# Start of TASK MATERIAL

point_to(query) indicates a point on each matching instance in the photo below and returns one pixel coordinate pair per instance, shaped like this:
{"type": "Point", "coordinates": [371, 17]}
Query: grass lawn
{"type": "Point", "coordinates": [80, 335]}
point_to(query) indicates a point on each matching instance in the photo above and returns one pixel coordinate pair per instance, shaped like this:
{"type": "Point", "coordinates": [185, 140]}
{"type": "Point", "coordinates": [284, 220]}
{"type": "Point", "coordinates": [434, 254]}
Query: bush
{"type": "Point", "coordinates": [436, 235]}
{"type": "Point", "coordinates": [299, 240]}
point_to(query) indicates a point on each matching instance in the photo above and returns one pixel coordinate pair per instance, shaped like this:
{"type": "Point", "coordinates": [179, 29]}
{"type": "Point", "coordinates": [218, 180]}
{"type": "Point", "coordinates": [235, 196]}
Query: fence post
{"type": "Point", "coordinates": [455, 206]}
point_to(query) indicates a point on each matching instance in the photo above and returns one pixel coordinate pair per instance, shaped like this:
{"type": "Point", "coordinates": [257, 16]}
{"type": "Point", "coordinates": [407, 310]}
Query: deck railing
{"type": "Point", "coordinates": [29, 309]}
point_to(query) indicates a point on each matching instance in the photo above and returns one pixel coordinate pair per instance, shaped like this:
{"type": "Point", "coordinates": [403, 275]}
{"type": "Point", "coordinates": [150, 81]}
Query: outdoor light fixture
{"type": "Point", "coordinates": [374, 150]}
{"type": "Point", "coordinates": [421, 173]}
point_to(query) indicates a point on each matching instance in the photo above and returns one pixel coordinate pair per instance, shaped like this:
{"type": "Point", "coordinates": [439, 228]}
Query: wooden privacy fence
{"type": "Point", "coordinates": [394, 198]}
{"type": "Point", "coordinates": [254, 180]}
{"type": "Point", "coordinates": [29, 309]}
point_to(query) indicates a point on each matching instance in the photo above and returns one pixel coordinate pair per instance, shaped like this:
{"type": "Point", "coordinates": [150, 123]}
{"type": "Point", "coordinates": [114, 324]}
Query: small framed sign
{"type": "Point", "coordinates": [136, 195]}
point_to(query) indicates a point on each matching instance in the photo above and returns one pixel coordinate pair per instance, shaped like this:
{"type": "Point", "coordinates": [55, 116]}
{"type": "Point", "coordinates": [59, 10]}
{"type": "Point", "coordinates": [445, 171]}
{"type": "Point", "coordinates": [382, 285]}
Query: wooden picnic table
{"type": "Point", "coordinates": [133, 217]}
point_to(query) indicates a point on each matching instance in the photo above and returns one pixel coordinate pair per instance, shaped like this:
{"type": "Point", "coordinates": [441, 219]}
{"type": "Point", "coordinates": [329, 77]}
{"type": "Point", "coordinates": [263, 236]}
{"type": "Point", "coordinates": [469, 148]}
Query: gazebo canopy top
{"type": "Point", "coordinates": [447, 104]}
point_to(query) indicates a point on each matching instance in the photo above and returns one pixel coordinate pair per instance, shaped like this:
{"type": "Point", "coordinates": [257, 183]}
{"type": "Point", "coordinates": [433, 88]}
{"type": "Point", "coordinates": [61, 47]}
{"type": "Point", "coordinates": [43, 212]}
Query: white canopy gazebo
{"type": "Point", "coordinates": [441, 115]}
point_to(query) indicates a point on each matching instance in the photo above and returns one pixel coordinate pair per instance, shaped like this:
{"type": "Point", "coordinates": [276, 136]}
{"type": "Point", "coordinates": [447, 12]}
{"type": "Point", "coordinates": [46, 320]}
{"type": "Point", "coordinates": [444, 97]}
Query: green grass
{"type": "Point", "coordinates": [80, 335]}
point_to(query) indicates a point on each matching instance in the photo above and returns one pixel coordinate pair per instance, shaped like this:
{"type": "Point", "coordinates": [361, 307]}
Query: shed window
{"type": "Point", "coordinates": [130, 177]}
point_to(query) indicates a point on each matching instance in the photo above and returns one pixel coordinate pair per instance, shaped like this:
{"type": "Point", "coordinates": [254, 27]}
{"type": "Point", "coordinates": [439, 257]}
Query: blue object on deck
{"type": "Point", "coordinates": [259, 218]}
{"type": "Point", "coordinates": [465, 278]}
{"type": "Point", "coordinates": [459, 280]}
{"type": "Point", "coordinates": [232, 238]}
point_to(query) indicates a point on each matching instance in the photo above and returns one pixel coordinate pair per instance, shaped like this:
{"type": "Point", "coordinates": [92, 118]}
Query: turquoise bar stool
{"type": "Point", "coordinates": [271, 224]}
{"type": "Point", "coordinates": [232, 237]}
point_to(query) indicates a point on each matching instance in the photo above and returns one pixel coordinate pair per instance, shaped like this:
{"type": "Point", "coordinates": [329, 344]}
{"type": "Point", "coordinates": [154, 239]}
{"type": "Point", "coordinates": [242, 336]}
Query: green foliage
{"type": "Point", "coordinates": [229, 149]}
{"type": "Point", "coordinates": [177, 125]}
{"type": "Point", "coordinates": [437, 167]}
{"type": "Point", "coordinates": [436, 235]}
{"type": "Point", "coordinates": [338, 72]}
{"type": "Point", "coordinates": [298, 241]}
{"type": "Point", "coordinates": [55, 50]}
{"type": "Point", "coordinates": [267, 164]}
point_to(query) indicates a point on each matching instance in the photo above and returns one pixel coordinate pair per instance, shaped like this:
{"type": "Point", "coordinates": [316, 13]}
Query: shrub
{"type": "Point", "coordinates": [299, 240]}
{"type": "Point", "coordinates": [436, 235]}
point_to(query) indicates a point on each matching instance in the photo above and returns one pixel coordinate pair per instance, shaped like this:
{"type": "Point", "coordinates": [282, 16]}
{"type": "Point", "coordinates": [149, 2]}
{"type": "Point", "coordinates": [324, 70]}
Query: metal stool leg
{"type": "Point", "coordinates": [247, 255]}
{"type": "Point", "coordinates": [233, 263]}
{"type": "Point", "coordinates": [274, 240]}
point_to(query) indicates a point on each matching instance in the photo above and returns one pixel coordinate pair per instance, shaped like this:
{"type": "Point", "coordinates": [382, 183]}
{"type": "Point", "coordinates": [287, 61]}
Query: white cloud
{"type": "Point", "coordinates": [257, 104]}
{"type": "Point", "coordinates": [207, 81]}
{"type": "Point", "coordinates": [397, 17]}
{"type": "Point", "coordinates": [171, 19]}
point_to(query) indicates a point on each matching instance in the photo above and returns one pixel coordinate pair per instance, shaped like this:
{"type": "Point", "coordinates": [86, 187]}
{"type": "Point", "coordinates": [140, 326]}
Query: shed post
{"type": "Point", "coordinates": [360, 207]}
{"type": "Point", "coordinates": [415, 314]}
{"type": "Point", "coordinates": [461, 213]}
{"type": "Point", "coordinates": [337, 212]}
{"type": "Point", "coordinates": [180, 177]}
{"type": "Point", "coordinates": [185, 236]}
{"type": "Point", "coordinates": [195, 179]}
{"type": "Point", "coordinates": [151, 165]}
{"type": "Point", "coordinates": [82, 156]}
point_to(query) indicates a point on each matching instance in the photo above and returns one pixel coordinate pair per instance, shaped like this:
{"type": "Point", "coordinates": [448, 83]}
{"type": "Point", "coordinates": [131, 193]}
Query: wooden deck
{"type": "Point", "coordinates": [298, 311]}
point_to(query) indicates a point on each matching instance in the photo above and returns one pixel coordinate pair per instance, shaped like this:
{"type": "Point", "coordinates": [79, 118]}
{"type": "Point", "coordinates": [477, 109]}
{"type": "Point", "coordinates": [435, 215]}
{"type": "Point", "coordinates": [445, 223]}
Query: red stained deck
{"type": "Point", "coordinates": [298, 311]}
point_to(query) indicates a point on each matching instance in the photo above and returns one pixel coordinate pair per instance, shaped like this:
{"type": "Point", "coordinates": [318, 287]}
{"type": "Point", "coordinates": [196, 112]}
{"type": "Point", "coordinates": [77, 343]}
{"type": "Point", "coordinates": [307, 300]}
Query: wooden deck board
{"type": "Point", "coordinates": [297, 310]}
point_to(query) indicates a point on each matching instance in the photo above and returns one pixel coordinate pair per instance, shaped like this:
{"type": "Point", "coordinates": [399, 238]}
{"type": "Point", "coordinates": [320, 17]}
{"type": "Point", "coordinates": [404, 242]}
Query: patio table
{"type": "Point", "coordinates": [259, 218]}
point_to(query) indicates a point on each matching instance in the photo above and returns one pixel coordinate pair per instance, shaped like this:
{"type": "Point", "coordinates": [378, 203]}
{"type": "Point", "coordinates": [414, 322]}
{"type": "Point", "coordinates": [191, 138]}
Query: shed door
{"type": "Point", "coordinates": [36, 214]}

# End of TASK MATERIAL

* **SET PROBLEM**
How many lines of the data above contain the string "shed"? Reply with the number alone.

* **RESULT**
3